▶ **所给文本**:
RetryingRegistration#register 注册的时候会调用 invokeRegistration 方法

		// 开始注册的时候 RetryingRegistration#register 方法
        // 会 调用 invokeRegistration 方法
        @Override
        protected CompletableFuture<RegistrationResponse> invokeRegistration(
                ResourceManagerGateway resourceManager,
                ResourceManagerId fencingToken,
                long timeoutMillis)
                throws Exception {

            Time timeout = Time.milliseconds(timeoutMillis);

            // ResourceManager#registerTaskExecutor
            // 注册 TaskExecutor
            return resourceManager.registerTaskExecutor(taskExecutorRegistration, timeout);
        }

RetryingRegistration#register 中的代码片段… 会调用invokeRegistration 方法

			// [重点]注册的时候会调用 invokeRegistration 方法 .................
            // TaskExecutorToResourceManagerConnection#invokeRegistration
            CompletableFuture<RegistrationResponse> registrationFuture =
                    invokeRegistration(gateway, fencingToken, timeoutMillis)

TaskExecutorToResourceManagerConnection#invokeRegistration
注册 TaskExecutor

 // 开始注册的时候 RetryingRegistration#register 方法
        // 会 调用 invokeRegistration 方法
        @Override
        protected CompletableFuture<RegistrationResponse> invokeRegistration(
                ResourceManagerGateway resourceManager,
                ResourceManagerId fencingToken,
                long timeoutMillis)
                throws Exception {

            Time timeout = Time.milliseconds(timeoutMillis);

            // ResourceManager#registerTaskExecutor
            // 注册 TaskExecutor
            return resourceManager.registerTaskExecutor(taskExecutorRegistration, timeout);
        }
    }

ResourceManager#registerTaskExecutor
向ResouceManager 注册 TaskExecutor

  • 连接taskExecutor
  • 加入缓存
  • 开始注册TaskExecutor == > ResourceManager#registerTaskExecutorInternal

    /**
     * 注册 TaskExecutor
     * Registers a new TaskExecutor.
     *
     * @param taskExecutorRegistration task executor registration parameters
     * @return RegistrationResponse
     */
    private RegistrationResponse registerTaskExecutorInternal(
            TaskExecutorGateway taskExecutorGateway,
            TaskExecutorRegistration taskExecutorRegistration) {


        // 获取 taskExecutorResourceId
        ResourceID taskExecutorResourceId = taskExecutorRegistration.getResourceId();


        // 移除缓存信息
        WorkerRegistration<WorkerType> oldRegistration =  taskExecutors.remove(taskExecutorResourceId);



        if (oldRegistration != null) {
            // 清理就的注册操作....


            // TODO :: suggest old taskExecutor to stop itself
            log.debug(
                    "Replacing old registration of TaskExecutor {}.",
                    taskExecutorResourceId.getStringWithMetadata());

            // remove old task manager registration from slot manager
            slotManager.unregisterTaskManager(
                    oldRegistration.getInstanceID(),
                    new ResourceManagerException(
                            String.format(
                                    "TaskExecutor %s re-connected to the ResourceManager.",
                                    taskExecutorResourceId.getStringWithMetadata())));
        }

        // 获取新的WorkerType
        final WorkerType newWorker = workerStarted(taskExecutorResourceId);

        // 获取 taskExecutor 地址
        String taskExecutorAddress = taskExecutorRegistration.getTaskExecutorAddress();
        if (newWorker == null) {
            // 如果newWorker为null 抛出异常...
            log.warn(
                    "Discard registration from TaskExecutor {} at ({}) because the framework did "

▶ **任务目标**:
A: 列出所给文本中“ResourceManager#registerTaskExecutor”标题下的全部要点。
B: 从所给文本中返回一段原文：从含有“RetryingRegistration#register 中的代码片段… 会调用invokeRegistration”的那几个词开始，到“invokeRegistration(gateway, fencingToken, timeoutMillis)”之后停止。
C: 根据所给文本判断下列说法是否成立：(i) invokeRegistration 方法的 timeoutMillis 参数类型是 long；(ii) registerTaskExecutorInternal 被声明为 public 方法；(iii) 当 oldRegistration 不为 null 时，会调用 slotManager.unregisterTaskManager。每条回答“是”或“否”，并原样引用起决定作用的文字。

[关于物体位置的数据集记录]
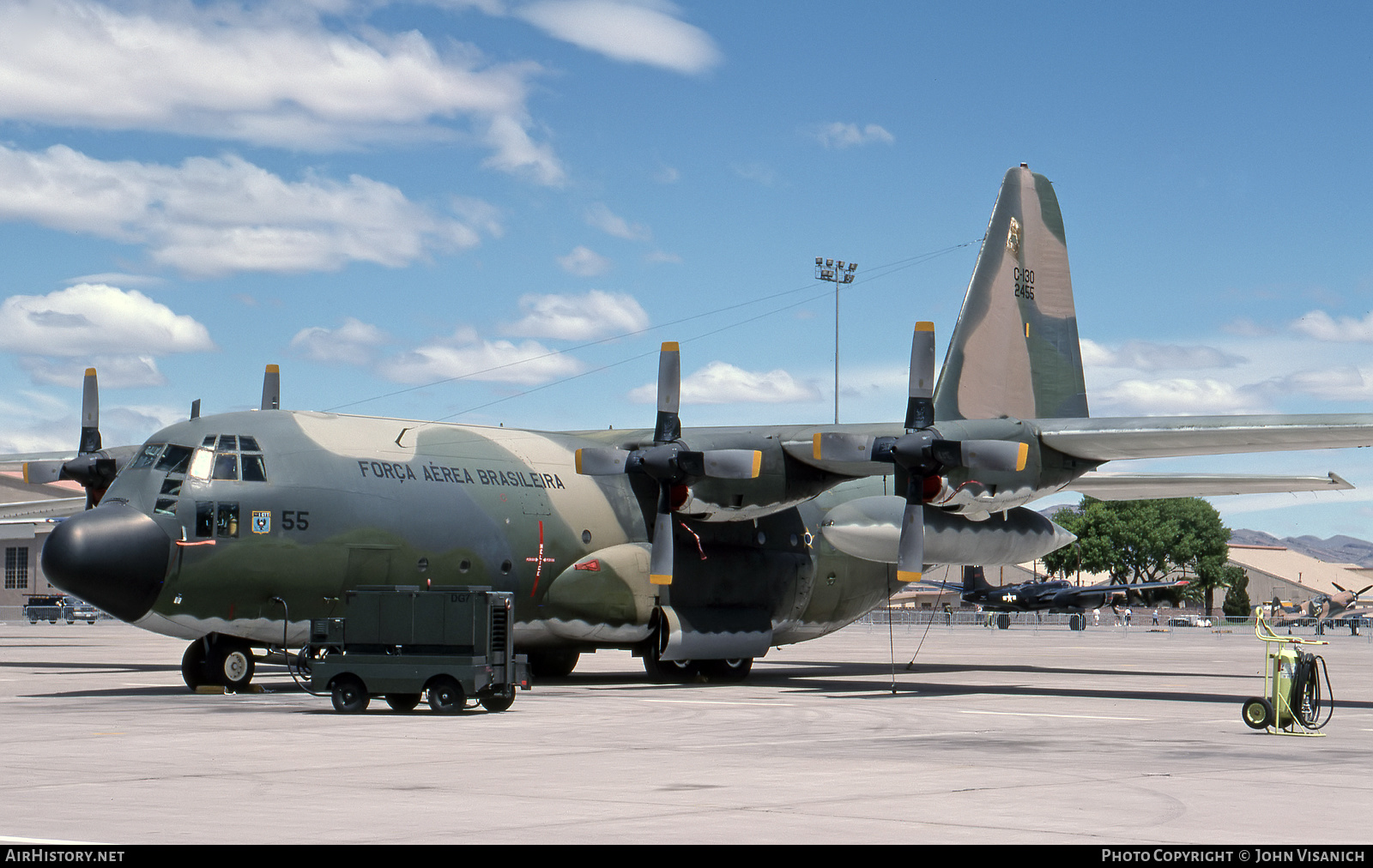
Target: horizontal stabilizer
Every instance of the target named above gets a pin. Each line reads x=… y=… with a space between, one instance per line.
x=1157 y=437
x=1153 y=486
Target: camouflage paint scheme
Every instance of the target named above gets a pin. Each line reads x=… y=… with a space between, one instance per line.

▶ **回答列表**:
A:
- 连接taskExecutor
- 加入缓存
- 开始注册TaskExecutor == > ResourceManager#registerTaskExecutorInternal

B:
RetryingRegistration#register 中的代码片段… 会调用invokeRegistration 方法

			// [重点]注册的时候会调用 invokeRegistration 方法 .................
            // TaskExecutorToResourceManagerConnection#invokeRegistration
            CompletableFuture<RegistrationResponse> registrationFuture =
                    invokeRegistration(gateway, fencingToken, timeoutMillis)

C:
(i) 是。“long timeoutMillis”
(ii) 否。“private RegistrationResponse registerTaskExecutorInternal(”
(iii) 是。“if (oldRegistration != null) {”，其中调用了“slotManager.unregisterTaskManager(”